▶ **Исходный текст**:
═══

Очень нелегко договориться о встрече с работником ведомства, которое не хочет выставлять себя напоказ даже внутри Китая. Национальная штаб-квартира Орготдела ЦК КПК находится в неброском здании на пекинском проспекте Чанань, примерно в километре от площади Тяньаньмэнь. Никакой вывески, говорящей о том, чем тут занимаются. Номер главного коммутатора Орготдела вы не найдете в обычных телефонных книгах. Номера абонентов, звонящих отсюда на мобильные телефоны, не определяются: высвечивается лишь цепочка нулей. Единственный способ, которым рядовой гражданин может связаться с Орготделом — это позвонить на номер 12 380 и после сигнала автоответчика надиктовать сообщение о любой «организационной» проблеме уровня выше районного. В начале 2009 г. был открыт и веб-сайт с аналогичной услугой. Примерно в то же время Орготдел назначил представителя по связям с прессой, хотя за первые шесть месяцев тот не произнес ни слова на публике. Друзья Ли Юаньчао, нынешнего относительно либерального начальника Орготдела ЦК КПК, назначенного в конце 2007 г., как-то признались, что сами подшучивают над доведенной до абсурда секретностью вокруг деятельности этого органа. «Неужто наша партия до сих пор сидит в подполье?» — воскликнул один из его старинных приятелей, который мог разговаривать с Ли о чем угодно, только не о его работе.

Этот отдел вполне правильно, хоть и маловыразительно именуют кадровым органом КПК, однако такое название не отражает экстраординарной сути его функций и полномочий, которые даны ему для проникновения во все без исключения государственные ведомства, и даже кое-какие номинально частные организации. Проще всего передать его масштабы, если вообразить себе аналогичное ведомство в Вашингтоне. Пусть оно занимается назначением всего кабинета, губернаторов и их заместителей, мэров крупных городов, руководителей всех федеральных служб, глав правлений «Дженерал электрик», «Экссон-Мобил», «Уол-Март» и еще полусотни важнейших американских корпораций, членов Верховного суда, редакторов «Нью-Йорк Таймс», «Уолл-стрит джорнал» и «Вашингтон пост», боссов телевизионных сетей и кабельных каналов, президентов Йеля, Гарварда и прочих крупных университетов, руководителей аналитических центров вроде Брукингского института или Фонда наследия. Мало того, весь процесс должен проводиться за закрытыми дверями, а итоговые результаты назначений будут объявляться без каких-либо объяснений. Так же молча Орготдел отсеивает кандидатуры.

═══

[Записи с указаниями]
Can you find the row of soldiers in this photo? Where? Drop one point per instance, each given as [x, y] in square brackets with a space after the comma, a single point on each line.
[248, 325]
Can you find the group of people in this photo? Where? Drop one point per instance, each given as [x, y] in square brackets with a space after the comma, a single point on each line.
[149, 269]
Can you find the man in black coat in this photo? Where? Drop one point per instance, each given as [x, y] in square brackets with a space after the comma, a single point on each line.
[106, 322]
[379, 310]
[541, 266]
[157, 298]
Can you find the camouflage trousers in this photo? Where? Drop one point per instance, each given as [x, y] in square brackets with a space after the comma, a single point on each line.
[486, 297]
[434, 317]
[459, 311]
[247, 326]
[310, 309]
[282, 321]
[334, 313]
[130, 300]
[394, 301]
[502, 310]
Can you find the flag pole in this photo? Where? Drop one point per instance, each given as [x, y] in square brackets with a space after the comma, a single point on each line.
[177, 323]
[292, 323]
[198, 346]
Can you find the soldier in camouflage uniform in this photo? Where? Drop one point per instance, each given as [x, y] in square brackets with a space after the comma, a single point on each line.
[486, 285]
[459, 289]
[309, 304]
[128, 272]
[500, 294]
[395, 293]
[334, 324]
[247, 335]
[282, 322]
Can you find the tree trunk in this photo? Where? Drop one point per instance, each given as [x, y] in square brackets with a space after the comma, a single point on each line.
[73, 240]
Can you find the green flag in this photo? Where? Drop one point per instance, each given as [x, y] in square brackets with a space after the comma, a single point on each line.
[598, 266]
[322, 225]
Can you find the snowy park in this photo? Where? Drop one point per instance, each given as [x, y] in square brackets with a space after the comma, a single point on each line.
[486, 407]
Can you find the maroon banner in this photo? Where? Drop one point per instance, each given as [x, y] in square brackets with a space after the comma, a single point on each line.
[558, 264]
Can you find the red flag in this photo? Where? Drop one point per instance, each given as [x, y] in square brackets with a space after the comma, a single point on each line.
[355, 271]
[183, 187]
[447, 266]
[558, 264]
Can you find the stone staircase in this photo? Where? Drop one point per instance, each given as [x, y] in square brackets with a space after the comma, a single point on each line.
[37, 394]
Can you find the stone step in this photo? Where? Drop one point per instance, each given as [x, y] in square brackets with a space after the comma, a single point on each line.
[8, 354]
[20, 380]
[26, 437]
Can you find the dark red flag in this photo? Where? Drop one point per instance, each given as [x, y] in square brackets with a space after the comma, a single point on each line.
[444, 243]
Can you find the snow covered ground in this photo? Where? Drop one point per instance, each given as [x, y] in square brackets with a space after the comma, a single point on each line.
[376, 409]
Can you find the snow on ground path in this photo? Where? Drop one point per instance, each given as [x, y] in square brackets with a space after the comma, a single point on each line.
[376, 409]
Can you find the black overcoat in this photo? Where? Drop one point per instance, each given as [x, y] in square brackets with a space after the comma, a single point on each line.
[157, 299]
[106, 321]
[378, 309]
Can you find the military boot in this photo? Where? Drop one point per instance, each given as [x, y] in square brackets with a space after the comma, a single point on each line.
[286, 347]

═══

▶ **Поставленные задачи**:
a: Перескажите короче, в виде списка, абзац текста об Орготделе ЦК КПК, который начинается словами «Этот отдел вполне правильно». Сохраните его основные факты.
b: Допишите следующий абзац текста об Орготделе ЦК КПК.

▶ **Ответы на задачи**:
a:
- Орготдел справедливо называют кадровым органом КПК, но это название не передает исключительного характера его функций и полномочий.
- Полномочия позволяют ему проникать во все государственные ведомства и даже в некоторые номинально частные организации.
- Масштаб легче всего представить через воображаемое аналогичное ведомство в Вашингтоне. Оно назначало бы кабинет, губернаторов и их заместителей, мэров крупных городов, руководителей всех федеральных служб, глав около полусотни крупнейших корпораций, членов Верховного суда, редакторов ведущих газет, боссов телесетей и кабельных каналов, президентов крупных университетов и руководителей аналитических центров.
- Все назначения проходят за закрытыми дверями, а их итоги объявляются без объяснений.
- Кандидатуры Орготдел отсеивает так же молча.

b:
Политбюро в Пекине принимает решения по самым важным назначениям, однако Орготдел играет при этом роль привратника, мимо которого должны пройти все претенденты. «Начиная с определенного уровня все официальные должности в бюджетном секторе подпадают под юрисдикцию Орготдела, — сказал мне Ван с гордостью, характерной для члена элитного, могущественного и секретного клуба. — С 1949 года, — добавил он, подмигивая, — мы занимаемся даже кое-какими журналистами». Ван и ему подобные работники в организационных отделах любого уголка Китая запросто умеют различать людей, которые вхожи в партийные комплексы вроде хунаньского. Шифровка и расшифровка иерархий и сопутствующих привилегий — их хлеб насущный. Партия осторожно учится делать систему более прозрачной, в порядке эксперимента позволяя общественности выступать на местных съездах народных представителей и выражать свое мнение по поводу кандидатов на выдвижение — процесс, который получил креативное название «демократической рекомендации». Впрочем, сам Орготдел работает под покровом тайны.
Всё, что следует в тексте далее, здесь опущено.